### Record list
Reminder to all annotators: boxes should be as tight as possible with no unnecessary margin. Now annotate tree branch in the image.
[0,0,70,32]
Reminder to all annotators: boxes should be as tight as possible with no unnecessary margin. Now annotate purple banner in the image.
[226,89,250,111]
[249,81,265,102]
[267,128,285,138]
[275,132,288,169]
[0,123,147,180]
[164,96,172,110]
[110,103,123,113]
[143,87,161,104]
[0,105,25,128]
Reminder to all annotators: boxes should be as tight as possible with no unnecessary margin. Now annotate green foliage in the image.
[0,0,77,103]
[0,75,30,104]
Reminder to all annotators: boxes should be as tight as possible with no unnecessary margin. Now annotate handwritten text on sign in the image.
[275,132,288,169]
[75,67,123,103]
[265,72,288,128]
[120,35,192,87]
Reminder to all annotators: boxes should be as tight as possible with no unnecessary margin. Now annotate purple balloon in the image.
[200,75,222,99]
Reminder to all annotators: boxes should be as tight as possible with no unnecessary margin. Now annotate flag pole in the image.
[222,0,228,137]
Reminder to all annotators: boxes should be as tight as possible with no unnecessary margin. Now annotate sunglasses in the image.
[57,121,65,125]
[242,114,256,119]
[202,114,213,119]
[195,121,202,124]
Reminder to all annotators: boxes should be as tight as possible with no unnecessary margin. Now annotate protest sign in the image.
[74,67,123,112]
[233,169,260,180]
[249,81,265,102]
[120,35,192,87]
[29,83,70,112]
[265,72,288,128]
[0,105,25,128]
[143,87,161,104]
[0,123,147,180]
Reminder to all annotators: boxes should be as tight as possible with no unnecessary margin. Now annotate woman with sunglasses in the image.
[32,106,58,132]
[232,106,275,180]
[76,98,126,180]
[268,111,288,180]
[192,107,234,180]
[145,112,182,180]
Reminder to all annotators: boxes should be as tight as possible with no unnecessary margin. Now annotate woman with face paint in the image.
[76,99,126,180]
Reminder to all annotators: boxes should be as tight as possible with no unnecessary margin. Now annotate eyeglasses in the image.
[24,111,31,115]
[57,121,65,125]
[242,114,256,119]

### To do
Can you rewrite all of the data above as a numbered list, omitting any blank lines?

### Worked answer
1. Reminder to all annotators: boxes should be as tight as possible with no unnecessary margin. Now annotate tree branch in the image.
2. [0,0,70,32]
3. Reminder to all annotators: boxes should be as tight as possible with no unnecessary margin. Now annotate purple banner in the image.
4. [226,89,250,111]
5. [249,81,265,102]
6. [267,128,285,138]
7. [275,132,288,169]
8. [0,123,147,180]
9. [164,96,172,110]
10. [110,103,123,113]
11. [143,87,161,104]
12. [0,105,25,128]
13. Reminder to all annotators: boxes should be as tight as possible with no unnecessary margin. Now annotate green foliage in the image.
14. [0,0,77,103]
15. [0,75,30,104]
16. Reminder to all annotators: boxes should be as tight as possible with no unnecessary margin. Now annotate handwritten text on sign in the image.
17. [275,132,288,169]
18. [75,67,123,103]
19. [265,72,288,128]
20. [120,35,192,87]
21. Reminder to all annotators: boxes should be as tight as possible with no unnecessary margin. Now annotate purple balloon in the image.
22. [200,75,222,99]
23. Reminder to all annotators: boxes should be as tight as possible with no unnecessary margin. Now annotate flag pole in the image.
24. [222,0,228,137]
25. Reminder to all annotators: boxes should be as tight as possible with no unnecessary margin. Now annotate sunglasses in the image.
26. [57,121,65,125]
27. [242,114,256,119]
28. [202,114,213,119]
29. [195,121,202,124]
30. Reminder to all annotators: boxes should be as tight as possible with no unnecessary margin. Now annotate protest sign in the image.
31. [74,67,123,112]
32. [233,169,260,180]
33. [249,81,265,102]
34. [120,35,192,87]
35. [29,83,70,112]
36. [265,72,288,128]
37. [0,105,25,128]
38. [143,87,161,104]
39. [0,123,147,180]
40. Reminder to all annotators: boxes should be as tight as possible with no unnecessary margin. Now annotate woman with sunglasses in the image.
41. [32,106,58,132]
42. [232,106,275,180]
43. [76,98,126,180]
44. [268,111,288,180]
45. [192,107,234,180]
46. [145,112,182,180]
47. Reminder to all annotators: boxes should be as tight as possible with no unnecessary margin. Now annotate woman with face paint in the image.
48. [76,99,126,180]
49. Reminder to all annotators: boxes should be as tight as possible with no unnecessary margin. Now annotate eyeglasses in the image.
50. [24,111,31,115]
51. [57,121,65,125]
52. [242,114,256,119]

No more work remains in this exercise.